Extracted records:
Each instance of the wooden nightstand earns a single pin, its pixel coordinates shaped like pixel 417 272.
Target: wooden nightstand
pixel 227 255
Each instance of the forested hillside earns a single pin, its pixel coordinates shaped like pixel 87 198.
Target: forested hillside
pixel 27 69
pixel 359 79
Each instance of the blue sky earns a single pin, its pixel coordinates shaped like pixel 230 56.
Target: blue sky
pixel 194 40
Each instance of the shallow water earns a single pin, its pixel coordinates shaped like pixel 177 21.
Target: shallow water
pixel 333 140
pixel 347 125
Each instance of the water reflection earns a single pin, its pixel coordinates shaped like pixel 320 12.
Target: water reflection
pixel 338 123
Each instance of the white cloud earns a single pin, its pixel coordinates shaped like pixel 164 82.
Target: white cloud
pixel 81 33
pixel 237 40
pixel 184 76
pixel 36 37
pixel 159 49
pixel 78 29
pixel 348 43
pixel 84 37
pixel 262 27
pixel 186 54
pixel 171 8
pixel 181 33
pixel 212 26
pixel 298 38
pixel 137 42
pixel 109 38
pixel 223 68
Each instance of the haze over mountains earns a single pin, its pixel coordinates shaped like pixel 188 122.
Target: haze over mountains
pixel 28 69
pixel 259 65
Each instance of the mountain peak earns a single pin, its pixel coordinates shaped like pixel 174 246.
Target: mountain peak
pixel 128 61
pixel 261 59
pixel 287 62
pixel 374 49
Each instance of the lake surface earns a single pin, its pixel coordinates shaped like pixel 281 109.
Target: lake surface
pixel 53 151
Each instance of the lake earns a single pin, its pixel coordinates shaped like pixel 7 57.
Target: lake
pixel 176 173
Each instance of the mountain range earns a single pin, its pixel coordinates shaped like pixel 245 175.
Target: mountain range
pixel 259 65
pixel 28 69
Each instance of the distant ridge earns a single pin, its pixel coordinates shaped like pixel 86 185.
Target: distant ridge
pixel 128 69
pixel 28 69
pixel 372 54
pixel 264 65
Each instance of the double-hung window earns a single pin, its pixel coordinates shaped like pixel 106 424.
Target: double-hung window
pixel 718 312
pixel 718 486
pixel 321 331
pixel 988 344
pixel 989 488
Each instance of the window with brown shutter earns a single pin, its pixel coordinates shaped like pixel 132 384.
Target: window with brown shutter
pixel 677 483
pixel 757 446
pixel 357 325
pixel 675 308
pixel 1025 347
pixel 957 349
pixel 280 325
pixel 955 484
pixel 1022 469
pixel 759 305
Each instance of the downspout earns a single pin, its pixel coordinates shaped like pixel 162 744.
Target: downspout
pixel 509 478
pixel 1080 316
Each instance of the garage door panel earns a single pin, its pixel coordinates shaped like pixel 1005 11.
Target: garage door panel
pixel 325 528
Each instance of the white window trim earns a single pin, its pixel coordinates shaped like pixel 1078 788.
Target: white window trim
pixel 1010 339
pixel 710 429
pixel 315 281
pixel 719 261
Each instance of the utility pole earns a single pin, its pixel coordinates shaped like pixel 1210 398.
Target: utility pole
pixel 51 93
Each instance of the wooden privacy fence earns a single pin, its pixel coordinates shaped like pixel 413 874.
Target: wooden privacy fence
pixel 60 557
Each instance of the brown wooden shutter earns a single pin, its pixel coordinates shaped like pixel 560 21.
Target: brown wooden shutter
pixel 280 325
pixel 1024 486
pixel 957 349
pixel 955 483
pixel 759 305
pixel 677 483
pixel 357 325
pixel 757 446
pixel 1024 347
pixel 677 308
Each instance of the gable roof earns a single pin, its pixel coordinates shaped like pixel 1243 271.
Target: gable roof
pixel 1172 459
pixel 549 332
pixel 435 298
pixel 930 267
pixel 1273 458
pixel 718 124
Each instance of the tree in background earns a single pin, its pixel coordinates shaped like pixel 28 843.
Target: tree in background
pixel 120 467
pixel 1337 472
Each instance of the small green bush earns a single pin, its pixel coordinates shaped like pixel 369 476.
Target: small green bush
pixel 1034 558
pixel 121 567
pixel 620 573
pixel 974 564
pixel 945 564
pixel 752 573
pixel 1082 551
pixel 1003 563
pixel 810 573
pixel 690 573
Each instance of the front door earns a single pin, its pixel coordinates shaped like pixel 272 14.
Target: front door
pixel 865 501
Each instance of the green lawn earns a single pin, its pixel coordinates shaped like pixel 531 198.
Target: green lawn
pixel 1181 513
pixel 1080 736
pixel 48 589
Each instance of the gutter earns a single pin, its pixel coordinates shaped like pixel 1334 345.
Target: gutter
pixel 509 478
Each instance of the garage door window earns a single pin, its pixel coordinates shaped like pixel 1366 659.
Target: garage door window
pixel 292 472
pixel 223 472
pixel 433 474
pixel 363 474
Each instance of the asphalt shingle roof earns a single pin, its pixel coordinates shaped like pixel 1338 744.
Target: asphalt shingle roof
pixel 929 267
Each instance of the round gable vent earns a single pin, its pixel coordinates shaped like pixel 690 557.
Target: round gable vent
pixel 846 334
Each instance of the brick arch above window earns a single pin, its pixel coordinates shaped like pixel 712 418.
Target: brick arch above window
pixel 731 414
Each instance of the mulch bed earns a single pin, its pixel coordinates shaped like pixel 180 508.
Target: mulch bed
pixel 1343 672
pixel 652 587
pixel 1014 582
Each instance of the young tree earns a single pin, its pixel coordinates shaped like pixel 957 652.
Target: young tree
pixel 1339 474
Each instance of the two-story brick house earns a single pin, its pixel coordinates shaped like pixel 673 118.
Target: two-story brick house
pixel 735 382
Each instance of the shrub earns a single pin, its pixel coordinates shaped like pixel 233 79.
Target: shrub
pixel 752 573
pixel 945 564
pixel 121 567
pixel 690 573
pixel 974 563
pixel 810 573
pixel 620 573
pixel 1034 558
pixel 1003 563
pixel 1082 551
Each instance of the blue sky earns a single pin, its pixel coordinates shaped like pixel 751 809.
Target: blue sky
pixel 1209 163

*Aim of the task*:
Among the entries above, the line containing "Each instance of the gable", the line containing "Each instance of the small", and all lines between them are to be restated word for word; nothing else belongs in the reply.

*Answer to this task*:
Each instance of the gable roof earns a single pin, its pixel coordinates shaped like pixel 1243 271.
Target: gable roof
pixel 1172 459
pixel 549 332
pixel 435 298
pixel 930 267
pixel 1273 458
pixel 718 124
Each instance of the tree in background earns a single pin, its pixel coordinates shaped like pixel 28 843.
Target: tree in background
pixel 120 467
pixel 1337 472
Each instance of the small green bush earns a single pin, its pixel coordinates shaped like pixel 369 476.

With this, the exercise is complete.